━━ Records supplied

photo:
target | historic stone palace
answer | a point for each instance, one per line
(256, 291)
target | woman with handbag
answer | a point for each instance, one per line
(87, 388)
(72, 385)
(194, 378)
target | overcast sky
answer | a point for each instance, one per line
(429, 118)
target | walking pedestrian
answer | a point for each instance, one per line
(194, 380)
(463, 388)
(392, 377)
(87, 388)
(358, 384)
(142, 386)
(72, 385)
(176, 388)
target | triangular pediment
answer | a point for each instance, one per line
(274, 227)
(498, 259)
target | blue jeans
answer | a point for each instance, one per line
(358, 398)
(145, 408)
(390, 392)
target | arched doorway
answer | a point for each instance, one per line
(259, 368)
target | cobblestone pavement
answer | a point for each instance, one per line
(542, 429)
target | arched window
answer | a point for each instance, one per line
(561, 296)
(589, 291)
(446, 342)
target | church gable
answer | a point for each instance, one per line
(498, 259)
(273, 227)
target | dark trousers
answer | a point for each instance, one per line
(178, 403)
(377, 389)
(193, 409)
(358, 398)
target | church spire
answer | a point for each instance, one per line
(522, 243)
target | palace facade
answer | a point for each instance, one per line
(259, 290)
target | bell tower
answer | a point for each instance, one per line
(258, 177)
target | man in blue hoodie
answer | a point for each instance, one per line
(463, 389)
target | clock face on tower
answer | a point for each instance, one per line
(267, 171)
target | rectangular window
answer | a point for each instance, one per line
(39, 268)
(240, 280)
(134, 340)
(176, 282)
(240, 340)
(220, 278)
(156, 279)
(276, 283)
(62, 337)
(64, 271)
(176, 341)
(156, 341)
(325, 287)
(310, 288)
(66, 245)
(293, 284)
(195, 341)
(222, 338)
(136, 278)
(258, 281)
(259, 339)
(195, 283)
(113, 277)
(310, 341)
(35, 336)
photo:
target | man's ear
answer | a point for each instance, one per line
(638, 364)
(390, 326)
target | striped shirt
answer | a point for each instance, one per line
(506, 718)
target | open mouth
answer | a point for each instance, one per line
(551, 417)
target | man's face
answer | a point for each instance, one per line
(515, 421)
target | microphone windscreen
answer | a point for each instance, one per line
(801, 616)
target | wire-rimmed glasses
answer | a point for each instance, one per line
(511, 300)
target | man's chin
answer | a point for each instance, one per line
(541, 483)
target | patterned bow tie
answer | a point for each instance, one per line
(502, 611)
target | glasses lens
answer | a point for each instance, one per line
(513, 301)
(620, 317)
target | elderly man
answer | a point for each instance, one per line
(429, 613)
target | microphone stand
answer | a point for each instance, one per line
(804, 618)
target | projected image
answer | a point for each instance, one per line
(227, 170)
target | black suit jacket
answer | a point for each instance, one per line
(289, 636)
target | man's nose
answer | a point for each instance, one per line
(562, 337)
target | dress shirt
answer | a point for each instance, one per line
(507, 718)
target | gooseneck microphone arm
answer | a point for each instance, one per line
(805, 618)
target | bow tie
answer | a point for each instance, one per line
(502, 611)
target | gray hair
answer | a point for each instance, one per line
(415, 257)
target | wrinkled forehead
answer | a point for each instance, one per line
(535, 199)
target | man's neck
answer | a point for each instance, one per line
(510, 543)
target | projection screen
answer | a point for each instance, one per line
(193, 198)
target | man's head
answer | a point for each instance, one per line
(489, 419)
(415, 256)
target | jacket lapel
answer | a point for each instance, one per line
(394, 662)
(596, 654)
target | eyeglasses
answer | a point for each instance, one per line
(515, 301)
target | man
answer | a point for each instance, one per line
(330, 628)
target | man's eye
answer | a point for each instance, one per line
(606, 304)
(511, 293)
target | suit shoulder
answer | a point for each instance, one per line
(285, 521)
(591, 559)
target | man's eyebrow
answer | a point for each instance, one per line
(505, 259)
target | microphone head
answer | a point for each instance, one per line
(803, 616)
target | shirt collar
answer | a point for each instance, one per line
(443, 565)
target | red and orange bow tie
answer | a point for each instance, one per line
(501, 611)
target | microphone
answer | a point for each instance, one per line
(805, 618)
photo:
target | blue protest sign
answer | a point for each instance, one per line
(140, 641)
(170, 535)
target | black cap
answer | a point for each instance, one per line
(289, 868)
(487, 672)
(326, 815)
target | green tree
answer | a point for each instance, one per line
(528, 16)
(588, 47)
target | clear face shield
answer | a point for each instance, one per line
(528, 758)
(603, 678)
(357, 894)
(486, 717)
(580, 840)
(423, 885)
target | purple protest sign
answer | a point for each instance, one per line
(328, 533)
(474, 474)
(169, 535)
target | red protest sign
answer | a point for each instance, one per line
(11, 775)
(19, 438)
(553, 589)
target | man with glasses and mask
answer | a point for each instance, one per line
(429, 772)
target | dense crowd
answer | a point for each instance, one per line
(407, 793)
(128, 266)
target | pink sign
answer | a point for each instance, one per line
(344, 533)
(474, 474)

━━━━

**Written problem**. Extract every line above exactly as it stands.

**Complete output**.
photo:
target | historic stone palace
answer | a point for each instance, one per line
(256, 291)
target | woman with handbag
answer | a point for each instance, one per line
(87, 388)
(72, 385)
(194, 378)
target | overcast sky
answer | a point for each instance, one per line
(429, 118)
target | walking pedestrian
answer | a point for each instance, one per line
(194, 380)
(463, 388)
(392, 377)
(87, 388)
(358, 384)
(142, 386)
(72, 385)
(176, 388)
target | triangular pediment
answer | a point for each instance, one per line
(274, 227)
(498, 259)
target | blue jeans
answer | a point for each instance, one per line
(358, 398)
(145, 408)
(390, 392)
target | arched doorway
answer | a point for each instance, one per line
(259, 368)
target | cobblestone pavement
answer | a point for each instance, one per line
(542, 429)
target | arched window
answer | a point for each instance, one per line
(561, 296)
(589, 291)
(446, 342)
target | church gable
answer | a point for each instance, one per line
(498, 259)
(273, 227)
target | dark trousers
answer | a point for each instance, one per line
(178, 403)
(377, 389)
(193, 409)
(358, 398)
target | church spire
answer | a point for each instance, one per line
(522, 243)
target | palace facade
answer | a point for each instance, one per line
(259, 290)
target | bell tower
answer | a point for each instance, one per line
(258, 177)
target | man in blue hoodie
answer | a point for each instance, one per line
(463, 389)
target | clock face on tower
answer | a point for each instance, one per line
(267, 171)
target | rectangular window
answer | a point for each instance, one per line
(39, 268)
(240, 280)
(134, 340)
(176, 282)
(240, 340)
(220, 278)
(156, 279)
(276, 283)
(62, 337)
(64, 271)
(176, 341)
(156, 341)
(325, 287)
(310, 288)
(66, 245)
(293, 284)
(195, 341)
(222, 338)
(136, 278)
(258, 281)
(259, 339)
(195, 283)
(113, 277)
(310, 341)
(35, 336)
photo:
target | man's ear
answer | a point for each instance, one per line
(638, 364)
(390, 326)
target | striped shirt
answer | a point for each instance, one per line
(506, 718)
target | open mouth
answer | a point for each instance, one per line
(551, 417)
target | man's face
answer | a point for each instance, one per line
(515, 421)
target | microphone windscreen
answer | a point for each instance, one per line
(801, 616)
target | wire-rimmed glasses
answer | a point for each instance, one per line
(511, 300)
target | man's chin
answer | a point for each instance, one per line
(541, 483)
target | patterned bow tie
answer | a point for each instance, one per line
(502, 611)
target | glasses lens
answer | a point for each instance, one per line
(513, 301)
(620, 317)
target | elderly man
answer | a point for each instance, one per line
(429, 613)
target | microphone stand
answer | a point for each instance, one per line
(804, 618)
target | projected image
answer | a point for each instance, one per line
(227, 170)
target | black suit jacket
answer | a point for each instance, one per line
(289, 636)
target | man's nose
answer | a point for each instance, one per line
(562, 337)
target | dress shirt
answer | a point for each instance, one per line
(507, 718)
target | gooseneck microphone arm
answer | a point for each instance, one per line
(805, 618)
target | bow tie
answer | a point for each instance, one per line
(502, 611)
target | gray hair
answer | a point for each instance, one per line
(415, 257)
target | wrinkled forehead
answer | a point for each instance, one per line
(535, 199)
target | man's neck
answer | a point for each instance, one per line
(510, 543)
target | projection screen
answer | a point for each instance, one per line
(193, 198)
target | man's head
answer | a point for each instance, one per line
(489, 419)
(415, 256)
target | jacket lapel
answer | a point for each instance, one per line
(394, 662)
(596, 654)
target | eyeglasses
answer | a point for each instance, one per line
(515, 301)
target | man
answer | a point for each instance, one per line
(330, 628)
target | man's eye
answer | a point for each instance, one per line
(606, 304)
(511, 293)
target | suit shoulder
answer | a point for each instance, one per line
(285, 521)
(591, 559)
target | man's eyebrow
answer | a point for each instance, one per line
(505, 259)
target | microphone head
answer | a point for each instance, one per line
(803, 616)
target | shirt collar
answer | a point for each instance, one per line
(443, 565)
target | red and orange bow tie
answer | a point for each instance, one per line
(501, 611)
target | microphone
answer | a point for each instance, one per line
(805, 618)
photo:
target | blue protest sign
answer | a point for each instance, one per line
(140, 641)
(170, 535)
target | black cap
answer | a point for each instance, one per line
(289, 868)
(487, 672)
(326, 815)
target | green tree
answer | a point for each instance, one per line
(528, 16)
(588, 47)
target | clear face shield
answer | a point for each instance, one per line
(528, 758)
(603, 678)
(357, 894)
(486, 717)
(580, 840)
(423, 885)
target | purple protest sign
answer | a point for each instance, one per line
(328, 533)
(474, 474)
(169, 535)
target | red protest sign
answer | a point for each instance, one per line
(11, 775)
(19, 438)
(553, 589)
target | man with glasses and mask
answer | a point for each instance, one per line
(429, 772)
target | dense crowd
answer | a point for each instance, one per line
(407, 793)
(128, 266)
target | pink sign
answer | a point for each instance, one per line
(344, 533)
(474, 474)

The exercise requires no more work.